--- Information supplied ---
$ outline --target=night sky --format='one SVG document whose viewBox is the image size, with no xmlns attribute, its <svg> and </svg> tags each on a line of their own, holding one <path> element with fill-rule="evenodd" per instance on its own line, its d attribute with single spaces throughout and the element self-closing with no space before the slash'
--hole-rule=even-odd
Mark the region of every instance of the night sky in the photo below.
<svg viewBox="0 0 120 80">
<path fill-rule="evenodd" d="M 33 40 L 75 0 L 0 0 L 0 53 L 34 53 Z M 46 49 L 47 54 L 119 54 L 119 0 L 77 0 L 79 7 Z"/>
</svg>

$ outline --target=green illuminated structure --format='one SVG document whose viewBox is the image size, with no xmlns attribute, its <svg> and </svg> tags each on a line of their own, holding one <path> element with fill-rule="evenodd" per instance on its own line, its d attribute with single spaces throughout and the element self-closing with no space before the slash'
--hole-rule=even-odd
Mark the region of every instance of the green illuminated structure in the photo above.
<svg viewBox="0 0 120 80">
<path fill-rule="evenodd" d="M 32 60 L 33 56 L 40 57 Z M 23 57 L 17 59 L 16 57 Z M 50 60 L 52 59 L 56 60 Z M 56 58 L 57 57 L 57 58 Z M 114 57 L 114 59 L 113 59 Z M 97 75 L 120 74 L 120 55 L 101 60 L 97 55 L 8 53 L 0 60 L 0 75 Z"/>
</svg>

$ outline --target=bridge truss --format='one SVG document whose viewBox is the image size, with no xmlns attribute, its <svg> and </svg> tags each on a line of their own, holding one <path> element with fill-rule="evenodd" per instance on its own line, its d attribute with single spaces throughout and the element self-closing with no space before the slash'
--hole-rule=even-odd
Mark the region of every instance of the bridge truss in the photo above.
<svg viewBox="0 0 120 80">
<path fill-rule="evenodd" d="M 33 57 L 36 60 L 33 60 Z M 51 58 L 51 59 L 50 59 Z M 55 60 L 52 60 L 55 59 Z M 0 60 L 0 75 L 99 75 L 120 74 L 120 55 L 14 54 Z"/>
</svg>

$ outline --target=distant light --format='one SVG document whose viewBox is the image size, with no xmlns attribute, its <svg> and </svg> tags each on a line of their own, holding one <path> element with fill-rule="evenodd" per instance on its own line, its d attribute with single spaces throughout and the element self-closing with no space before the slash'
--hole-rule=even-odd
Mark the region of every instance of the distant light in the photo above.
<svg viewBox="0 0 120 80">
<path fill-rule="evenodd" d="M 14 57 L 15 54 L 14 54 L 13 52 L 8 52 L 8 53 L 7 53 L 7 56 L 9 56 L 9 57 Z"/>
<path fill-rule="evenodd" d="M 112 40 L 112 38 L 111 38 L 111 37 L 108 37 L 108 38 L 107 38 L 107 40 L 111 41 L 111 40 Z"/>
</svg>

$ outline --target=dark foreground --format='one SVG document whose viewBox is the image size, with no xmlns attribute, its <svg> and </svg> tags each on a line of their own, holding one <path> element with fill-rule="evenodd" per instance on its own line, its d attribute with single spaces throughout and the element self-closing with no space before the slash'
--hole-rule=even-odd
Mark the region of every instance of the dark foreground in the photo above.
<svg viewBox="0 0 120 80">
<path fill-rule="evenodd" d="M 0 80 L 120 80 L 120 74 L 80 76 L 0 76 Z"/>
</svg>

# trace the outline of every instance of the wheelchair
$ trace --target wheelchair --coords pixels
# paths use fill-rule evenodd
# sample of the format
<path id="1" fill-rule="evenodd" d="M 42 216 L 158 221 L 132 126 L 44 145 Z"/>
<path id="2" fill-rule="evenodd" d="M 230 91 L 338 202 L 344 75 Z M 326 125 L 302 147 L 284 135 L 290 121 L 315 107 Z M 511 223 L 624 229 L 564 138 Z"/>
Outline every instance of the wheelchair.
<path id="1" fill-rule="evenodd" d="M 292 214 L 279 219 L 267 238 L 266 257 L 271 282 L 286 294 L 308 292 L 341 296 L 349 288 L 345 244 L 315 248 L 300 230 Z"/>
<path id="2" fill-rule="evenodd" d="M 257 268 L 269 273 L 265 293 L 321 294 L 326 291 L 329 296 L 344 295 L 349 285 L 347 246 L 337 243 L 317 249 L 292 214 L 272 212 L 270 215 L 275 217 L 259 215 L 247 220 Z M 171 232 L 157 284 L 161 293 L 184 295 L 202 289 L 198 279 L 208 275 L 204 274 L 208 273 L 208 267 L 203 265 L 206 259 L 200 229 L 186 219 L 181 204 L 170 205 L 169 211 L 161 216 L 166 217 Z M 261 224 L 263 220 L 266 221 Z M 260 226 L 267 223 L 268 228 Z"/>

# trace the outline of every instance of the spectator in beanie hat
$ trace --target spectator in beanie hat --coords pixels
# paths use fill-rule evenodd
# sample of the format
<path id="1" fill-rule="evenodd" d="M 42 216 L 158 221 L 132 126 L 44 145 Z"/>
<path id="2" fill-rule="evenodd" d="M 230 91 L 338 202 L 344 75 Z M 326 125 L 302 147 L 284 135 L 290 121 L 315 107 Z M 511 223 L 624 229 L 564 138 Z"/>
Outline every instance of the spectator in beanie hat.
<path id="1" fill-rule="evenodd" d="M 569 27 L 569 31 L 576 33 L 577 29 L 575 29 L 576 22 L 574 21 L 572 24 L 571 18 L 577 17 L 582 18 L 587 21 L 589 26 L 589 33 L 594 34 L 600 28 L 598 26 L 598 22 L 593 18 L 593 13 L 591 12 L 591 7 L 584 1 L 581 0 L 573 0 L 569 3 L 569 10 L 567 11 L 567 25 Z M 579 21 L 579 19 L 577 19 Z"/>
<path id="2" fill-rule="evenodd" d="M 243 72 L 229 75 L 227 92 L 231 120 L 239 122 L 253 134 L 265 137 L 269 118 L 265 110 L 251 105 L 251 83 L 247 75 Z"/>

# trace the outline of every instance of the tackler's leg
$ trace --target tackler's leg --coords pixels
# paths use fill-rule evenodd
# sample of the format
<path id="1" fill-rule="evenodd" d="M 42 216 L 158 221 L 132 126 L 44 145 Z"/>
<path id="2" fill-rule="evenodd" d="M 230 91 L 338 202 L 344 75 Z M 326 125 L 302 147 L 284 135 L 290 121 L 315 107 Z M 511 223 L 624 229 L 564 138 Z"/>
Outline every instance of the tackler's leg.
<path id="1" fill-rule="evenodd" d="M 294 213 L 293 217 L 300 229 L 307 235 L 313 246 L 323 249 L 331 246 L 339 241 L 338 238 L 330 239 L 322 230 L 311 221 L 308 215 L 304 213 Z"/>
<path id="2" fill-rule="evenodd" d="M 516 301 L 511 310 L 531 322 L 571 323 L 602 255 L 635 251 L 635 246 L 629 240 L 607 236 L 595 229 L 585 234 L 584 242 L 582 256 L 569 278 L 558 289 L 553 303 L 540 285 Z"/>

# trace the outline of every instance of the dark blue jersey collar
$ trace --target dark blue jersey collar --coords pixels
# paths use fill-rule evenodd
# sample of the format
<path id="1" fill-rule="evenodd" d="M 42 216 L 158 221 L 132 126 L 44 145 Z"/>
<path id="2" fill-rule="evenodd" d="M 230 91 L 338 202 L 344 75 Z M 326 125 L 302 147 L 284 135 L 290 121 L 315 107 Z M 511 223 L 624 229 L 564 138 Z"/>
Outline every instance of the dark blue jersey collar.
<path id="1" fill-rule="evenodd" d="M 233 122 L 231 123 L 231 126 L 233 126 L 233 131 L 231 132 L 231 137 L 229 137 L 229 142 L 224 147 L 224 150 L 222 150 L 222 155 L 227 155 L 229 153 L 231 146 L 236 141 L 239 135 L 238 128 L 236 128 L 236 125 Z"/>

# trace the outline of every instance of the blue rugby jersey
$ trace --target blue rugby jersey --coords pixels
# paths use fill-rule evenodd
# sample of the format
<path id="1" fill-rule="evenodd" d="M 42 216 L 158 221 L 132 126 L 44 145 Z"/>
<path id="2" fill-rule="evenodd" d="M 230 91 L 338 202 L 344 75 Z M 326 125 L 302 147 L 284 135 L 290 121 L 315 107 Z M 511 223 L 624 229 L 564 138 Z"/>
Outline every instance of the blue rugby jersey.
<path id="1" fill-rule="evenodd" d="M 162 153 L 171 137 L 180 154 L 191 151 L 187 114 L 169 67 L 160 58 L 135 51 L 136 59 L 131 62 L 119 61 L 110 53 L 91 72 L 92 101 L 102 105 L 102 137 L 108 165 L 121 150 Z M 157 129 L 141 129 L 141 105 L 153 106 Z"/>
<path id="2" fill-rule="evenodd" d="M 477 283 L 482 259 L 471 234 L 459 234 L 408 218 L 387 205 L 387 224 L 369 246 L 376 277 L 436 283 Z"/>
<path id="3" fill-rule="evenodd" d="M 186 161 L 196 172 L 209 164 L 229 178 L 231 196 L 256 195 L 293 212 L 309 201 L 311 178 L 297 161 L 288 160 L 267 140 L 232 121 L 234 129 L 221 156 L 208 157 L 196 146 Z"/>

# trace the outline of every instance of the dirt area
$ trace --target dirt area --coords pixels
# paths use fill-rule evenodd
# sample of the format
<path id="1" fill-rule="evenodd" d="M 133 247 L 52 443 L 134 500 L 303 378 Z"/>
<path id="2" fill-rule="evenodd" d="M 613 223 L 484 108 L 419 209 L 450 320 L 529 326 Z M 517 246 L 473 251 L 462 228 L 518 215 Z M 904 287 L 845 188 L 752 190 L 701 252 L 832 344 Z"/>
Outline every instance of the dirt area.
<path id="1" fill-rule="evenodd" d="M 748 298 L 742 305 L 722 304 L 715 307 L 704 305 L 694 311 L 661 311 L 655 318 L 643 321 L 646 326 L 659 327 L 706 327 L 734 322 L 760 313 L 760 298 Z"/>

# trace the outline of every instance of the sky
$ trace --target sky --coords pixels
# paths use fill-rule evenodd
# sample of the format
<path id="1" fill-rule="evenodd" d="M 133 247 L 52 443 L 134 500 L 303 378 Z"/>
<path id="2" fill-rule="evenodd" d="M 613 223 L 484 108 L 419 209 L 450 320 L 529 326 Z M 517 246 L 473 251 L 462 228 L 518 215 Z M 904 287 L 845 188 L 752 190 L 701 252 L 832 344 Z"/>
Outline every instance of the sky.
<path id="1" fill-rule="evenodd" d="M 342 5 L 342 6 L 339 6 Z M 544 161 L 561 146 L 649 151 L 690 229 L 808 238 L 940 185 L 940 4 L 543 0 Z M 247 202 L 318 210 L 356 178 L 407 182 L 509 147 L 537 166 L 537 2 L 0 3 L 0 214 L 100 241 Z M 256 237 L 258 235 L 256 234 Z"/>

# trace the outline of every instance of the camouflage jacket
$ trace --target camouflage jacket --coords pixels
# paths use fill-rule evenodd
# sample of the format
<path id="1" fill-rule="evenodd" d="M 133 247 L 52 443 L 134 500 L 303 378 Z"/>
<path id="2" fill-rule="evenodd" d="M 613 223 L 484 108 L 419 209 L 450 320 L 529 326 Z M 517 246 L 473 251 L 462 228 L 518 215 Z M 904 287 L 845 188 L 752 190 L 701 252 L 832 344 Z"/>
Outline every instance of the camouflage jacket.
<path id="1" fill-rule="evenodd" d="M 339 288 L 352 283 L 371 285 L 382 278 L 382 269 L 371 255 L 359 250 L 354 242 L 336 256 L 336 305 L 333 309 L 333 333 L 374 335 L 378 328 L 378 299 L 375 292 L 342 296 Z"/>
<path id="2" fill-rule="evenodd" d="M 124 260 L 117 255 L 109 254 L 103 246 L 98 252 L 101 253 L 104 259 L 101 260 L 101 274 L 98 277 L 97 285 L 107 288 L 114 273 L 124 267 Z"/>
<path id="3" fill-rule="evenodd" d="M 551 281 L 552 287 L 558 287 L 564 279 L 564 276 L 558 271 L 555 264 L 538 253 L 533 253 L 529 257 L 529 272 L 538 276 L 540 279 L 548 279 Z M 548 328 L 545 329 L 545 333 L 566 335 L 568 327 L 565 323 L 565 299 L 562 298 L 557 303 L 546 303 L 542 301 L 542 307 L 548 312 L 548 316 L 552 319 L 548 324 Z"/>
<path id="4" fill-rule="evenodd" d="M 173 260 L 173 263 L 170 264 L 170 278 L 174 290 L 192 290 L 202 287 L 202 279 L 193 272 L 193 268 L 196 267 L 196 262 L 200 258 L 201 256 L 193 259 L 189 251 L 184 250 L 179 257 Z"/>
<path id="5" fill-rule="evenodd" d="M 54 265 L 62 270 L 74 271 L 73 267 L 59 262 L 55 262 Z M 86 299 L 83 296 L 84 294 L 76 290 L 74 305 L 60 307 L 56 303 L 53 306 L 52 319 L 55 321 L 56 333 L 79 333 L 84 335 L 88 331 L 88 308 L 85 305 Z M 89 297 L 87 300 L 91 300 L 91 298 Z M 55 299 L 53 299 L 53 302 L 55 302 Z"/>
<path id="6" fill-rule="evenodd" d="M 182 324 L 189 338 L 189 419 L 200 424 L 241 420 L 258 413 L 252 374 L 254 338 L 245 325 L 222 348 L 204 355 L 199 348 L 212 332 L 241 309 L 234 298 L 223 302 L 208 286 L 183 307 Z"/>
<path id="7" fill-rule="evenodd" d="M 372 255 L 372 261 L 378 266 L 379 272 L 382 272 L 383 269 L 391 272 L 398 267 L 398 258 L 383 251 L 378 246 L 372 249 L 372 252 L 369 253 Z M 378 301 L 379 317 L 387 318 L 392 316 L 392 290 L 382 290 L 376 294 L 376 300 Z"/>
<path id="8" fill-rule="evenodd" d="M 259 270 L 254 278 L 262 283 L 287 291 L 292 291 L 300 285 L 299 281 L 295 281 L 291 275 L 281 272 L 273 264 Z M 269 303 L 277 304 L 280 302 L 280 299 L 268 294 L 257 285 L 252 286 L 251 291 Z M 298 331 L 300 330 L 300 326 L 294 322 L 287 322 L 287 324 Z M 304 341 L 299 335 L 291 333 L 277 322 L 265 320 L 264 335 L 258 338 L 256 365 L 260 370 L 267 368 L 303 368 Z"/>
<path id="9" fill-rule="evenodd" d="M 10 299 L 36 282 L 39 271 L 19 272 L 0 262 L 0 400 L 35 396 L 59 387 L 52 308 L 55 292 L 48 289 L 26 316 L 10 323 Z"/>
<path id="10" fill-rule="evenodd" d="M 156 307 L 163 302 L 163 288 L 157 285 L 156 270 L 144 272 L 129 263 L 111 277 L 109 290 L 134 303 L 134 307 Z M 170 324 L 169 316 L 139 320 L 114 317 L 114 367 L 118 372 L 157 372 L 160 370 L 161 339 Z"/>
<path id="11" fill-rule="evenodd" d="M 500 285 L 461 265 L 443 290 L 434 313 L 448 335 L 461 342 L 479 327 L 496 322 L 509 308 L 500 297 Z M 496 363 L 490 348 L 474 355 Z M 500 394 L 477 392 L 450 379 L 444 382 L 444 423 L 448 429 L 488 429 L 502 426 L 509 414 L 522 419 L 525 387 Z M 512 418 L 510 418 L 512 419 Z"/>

--- Exercise instructions ---
Copy out each line of the records that holds the string "coords".

--- Result below ---
$ trace --target wheelchair --coords pixels
$ trace --target spectator in beanie hat --coords pixels
$ trace --target tackler's leg --coords pixels
$ trace --target dark blue jersey collar --coords pixels
$ trace --target blue rugby jersey --coords pixels
$ trace --target dirt area --coords pixels
$ trace --target sky --coords pixels
$ trace --target camouflage jacket --coords pixels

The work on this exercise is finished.